*Task instructions*: Find each line below that includes "blue", then copy it.

*Exercise data*:

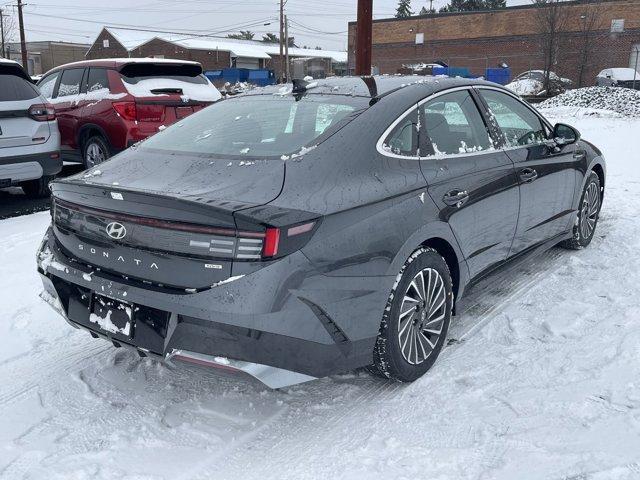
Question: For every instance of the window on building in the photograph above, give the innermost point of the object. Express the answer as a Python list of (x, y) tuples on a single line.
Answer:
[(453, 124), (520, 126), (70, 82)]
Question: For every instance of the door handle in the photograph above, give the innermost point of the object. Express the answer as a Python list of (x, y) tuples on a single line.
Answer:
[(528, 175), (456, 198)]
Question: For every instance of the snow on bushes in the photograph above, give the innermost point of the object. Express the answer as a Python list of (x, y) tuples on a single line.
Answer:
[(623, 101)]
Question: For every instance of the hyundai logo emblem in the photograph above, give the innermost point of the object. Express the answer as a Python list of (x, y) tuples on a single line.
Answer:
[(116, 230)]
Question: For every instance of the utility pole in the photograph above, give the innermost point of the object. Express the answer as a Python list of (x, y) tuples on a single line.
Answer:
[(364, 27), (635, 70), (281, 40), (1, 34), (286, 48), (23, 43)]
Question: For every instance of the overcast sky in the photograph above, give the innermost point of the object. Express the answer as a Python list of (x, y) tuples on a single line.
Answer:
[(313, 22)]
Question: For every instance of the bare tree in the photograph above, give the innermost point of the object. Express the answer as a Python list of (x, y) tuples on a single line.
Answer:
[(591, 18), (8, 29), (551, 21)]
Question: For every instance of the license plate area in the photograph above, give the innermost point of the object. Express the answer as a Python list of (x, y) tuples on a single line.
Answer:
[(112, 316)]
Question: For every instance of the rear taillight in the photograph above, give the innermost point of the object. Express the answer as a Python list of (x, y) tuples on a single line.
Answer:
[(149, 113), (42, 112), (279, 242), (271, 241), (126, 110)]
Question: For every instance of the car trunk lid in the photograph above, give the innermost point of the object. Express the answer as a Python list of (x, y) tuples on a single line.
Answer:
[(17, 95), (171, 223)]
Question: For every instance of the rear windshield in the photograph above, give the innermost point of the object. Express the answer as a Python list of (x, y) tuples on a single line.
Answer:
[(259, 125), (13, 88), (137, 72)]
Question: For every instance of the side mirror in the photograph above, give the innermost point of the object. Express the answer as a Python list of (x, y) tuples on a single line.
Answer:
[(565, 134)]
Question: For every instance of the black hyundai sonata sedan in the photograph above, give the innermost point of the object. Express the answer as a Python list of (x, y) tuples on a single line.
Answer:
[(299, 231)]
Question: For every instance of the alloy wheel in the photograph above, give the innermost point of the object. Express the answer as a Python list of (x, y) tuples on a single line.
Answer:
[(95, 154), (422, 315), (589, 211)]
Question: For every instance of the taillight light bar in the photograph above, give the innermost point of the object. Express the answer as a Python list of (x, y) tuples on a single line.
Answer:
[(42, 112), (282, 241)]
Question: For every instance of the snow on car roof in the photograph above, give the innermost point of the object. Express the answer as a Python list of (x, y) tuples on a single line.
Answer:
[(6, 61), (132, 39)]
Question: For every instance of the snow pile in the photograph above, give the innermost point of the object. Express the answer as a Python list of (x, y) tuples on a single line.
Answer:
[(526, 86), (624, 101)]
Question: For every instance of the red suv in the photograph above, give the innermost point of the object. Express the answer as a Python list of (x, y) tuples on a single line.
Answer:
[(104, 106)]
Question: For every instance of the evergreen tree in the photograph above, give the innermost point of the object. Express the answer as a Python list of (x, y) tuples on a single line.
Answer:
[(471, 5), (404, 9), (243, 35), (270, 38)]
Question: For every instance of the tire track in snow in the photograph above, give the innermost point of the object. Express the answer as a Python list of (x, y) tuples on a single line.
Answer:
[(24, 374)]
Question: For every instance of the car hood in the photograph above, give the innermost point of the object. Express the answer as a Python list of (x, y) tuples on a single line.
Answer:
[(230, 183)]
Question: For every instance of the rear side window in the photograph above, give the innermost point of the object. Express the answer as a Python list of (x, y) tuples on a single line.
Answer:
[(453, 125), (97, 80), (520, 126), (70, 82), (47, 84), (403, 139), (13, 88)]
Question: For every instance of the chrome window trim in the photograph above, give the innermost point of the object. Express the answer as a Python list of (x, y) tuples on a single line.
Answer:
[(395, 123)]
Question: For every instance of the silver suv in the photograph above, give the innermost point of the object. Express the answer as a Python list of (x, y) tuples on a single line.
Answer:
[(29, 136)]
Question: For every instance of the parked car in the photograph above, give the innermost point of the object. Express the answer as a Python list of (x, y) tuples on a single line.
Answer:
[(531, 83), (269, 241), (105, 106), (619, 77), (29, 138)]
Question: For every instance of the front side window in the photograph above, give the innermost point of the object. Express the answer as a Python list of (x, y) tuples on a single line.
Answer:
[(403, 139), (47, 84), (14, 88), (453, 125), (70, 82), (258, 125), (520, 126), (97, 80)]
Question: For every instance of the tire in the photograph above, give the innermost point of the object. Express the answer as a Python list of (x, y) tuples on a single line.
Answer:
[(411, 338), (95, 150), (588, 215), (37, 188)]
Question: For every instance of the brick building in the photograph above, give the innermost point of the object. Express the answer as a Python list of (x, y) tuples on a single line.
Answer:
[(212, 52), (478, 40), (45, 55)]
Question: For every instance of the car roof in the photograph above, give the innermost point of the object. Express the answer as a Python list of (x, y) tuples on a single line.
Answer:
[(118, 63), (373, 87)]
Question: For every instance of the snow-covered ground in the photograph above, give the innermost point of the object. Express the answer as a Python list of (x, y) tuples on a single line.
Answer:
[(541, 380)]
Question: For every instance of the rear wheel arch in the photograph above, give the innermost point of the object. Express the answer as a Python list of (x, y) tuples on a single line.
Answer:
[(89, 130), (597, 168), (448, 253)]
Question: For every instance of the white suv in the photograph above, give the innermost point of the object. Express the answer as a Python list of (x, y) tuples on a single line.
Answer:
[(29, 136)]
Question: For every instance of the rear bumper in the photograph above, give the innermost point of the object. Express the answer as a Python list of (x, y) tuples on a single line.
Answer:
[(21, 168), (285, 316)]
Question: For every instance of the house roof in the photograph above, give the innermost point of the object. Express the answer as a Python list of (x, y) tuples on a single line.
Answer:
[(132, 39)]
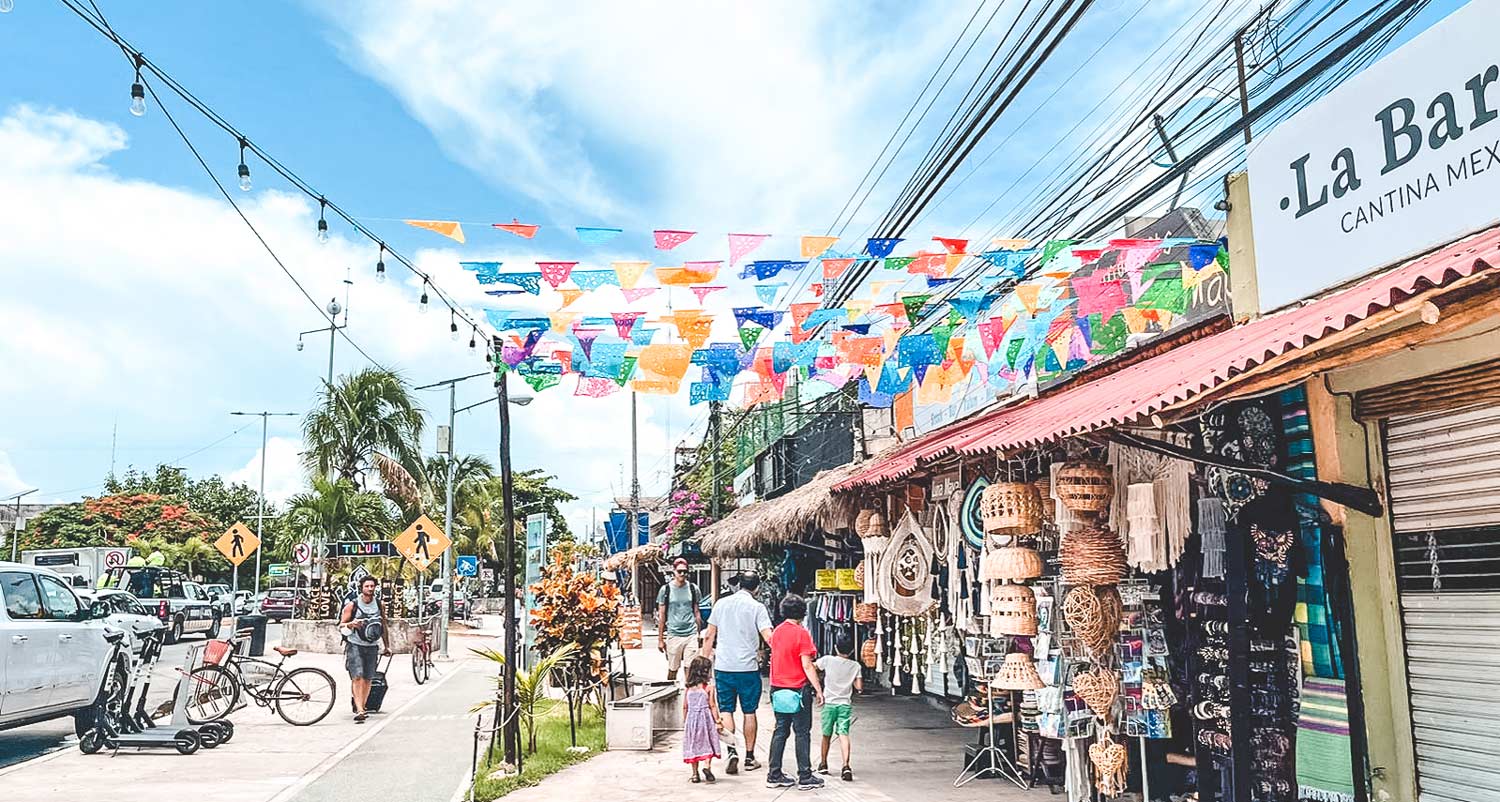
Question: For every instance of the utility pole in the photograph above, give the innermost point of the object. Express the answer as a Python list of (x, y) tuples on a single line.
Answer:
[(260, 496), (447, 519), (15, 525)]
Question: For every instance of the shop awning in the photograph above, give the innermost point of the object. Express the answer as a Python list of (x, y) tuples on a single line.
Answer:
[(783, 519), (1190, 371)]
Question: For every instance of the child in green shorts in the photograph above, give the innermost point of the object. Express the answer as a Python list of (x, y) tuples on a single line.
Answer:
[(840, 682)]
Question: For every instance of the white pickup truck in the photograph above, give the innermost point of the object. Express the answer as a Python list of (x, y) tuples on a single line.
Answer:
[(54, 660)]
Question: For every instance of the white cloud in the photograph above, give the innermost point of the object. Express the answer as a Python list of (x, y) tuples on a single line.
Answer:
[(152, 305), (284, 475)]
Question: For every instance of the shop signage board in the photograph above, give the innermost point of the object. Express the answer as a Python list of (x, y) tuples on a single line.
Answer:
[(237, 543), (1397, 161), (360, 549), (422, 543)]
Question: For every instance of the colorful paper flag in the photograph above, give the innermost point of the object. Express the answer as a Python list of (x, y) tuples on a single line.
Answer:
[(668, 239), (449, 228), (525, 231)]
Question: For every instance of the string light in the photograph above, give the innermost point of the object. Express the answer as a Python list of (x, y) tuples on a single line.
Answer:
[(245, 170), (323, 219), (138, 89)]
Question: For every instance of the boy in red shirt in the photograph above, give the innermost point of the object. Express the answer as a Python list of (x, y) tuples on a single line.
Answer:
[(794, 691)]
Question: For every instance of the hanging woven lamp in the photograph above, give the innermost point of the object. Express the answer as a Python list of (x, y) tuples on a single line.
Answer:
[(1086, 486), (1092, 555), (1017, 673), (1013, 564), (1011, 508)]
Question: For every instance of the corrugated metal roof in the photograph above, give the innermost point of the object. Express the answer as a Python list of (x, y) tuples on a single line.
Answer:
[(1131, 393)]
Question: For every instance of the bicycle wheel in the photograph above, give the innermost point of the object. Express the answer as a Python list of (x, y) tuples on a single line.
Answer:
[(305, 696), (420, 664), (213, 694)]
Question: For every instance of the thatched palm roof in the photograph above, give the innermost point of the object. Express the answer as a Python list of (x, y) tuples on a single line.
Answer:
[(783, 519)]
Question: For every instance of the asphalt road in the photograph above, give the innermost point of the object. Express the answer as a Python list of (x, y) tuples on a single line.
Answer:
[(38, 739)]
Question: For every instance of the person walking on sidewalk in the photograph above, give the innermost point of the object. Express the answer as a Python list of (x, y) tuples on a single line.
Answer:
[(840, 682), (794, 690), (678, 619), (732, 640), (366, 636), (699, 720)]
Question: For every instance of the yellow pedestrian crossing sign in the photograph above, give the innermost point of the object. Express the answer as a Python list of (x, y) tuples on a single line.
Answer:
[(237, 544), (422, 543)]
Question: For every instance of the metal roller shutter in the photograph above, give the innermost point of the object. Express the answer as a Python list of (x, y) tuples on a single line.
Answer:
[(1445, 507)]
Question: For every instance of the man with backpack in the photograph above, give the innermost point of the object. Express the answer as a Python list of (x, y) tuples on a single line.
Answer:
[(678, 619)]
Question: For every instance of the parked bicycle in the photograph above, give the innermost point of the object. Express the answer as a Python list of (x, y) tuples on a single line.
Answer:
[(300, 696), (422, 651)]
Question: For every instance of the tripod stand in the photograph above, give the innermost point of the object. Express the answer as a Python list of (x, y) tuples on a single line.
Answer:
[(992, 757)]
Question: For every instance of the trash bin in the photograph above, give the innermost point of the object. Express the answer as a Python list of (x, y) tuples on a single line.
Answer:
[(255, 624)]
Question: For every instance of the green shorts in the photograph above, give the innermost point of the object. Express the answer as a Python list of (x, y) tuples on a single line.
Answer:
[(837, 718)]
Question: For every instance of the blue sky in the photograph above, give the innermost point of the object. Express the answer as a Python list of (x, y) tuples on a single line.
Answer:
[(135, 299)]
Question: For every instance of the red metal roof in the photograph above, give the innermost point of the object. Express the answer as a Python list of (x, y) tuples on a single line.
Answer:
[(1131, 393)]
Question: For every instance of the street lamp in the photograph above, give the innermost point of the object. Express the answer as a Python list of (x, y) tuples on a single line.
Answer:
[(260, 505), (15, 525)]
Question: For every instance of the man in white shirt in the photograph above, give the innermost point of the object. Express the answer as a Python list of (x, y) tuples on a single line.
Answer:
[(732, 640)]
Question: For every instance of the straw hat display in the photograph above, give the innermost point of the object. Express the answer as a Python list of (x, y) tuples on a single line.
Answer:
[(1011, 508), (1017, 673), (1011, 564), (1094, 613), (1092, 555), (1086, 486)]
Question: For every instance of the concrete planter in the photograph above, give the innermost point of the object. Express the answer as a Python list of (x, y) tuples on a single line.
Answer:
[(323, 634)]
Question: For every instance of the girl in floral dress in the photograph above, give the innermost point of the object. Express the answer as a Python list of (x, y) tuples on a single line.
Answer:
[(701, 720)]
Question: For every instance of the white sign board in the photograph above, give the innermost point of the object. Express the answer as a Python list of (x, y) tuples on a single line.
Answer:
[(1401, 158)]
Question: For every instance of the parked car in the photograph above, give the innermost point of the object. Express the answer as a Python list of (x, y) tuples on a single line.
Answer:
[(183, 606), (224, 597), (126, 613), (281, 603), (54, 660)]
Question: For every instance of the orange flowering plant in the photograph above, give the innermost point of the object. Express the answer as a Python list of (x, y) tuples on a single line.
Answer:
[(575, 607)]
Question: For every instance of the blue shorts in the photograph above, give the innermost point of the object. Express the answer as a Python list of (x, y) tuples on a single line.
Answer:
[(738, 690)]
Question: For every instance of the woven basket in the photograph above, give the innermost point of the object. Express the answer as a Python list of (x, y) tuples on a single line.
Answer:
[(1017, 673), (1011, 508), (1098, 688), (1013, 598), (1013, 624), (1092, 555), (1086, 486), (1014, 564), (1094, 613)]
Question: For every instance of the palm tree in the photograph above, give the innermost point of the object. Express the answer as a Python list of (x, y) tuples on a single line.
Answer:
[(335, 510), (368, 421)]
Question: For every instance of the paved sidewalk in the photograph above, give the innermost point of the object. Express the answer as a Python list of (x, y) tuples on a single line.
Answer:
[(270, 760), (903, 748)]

*Exercise output*:
Question: For every instance of the blue sky in the photograph above, give the innermost point of the object. Express the answer as a Python list of (x, y) tuples on a single line.
Question: For every instance of the blue shorts in the photograph above, give the innermost point of the object. Express the answer as a Python list of (x, y) tuples on a single line.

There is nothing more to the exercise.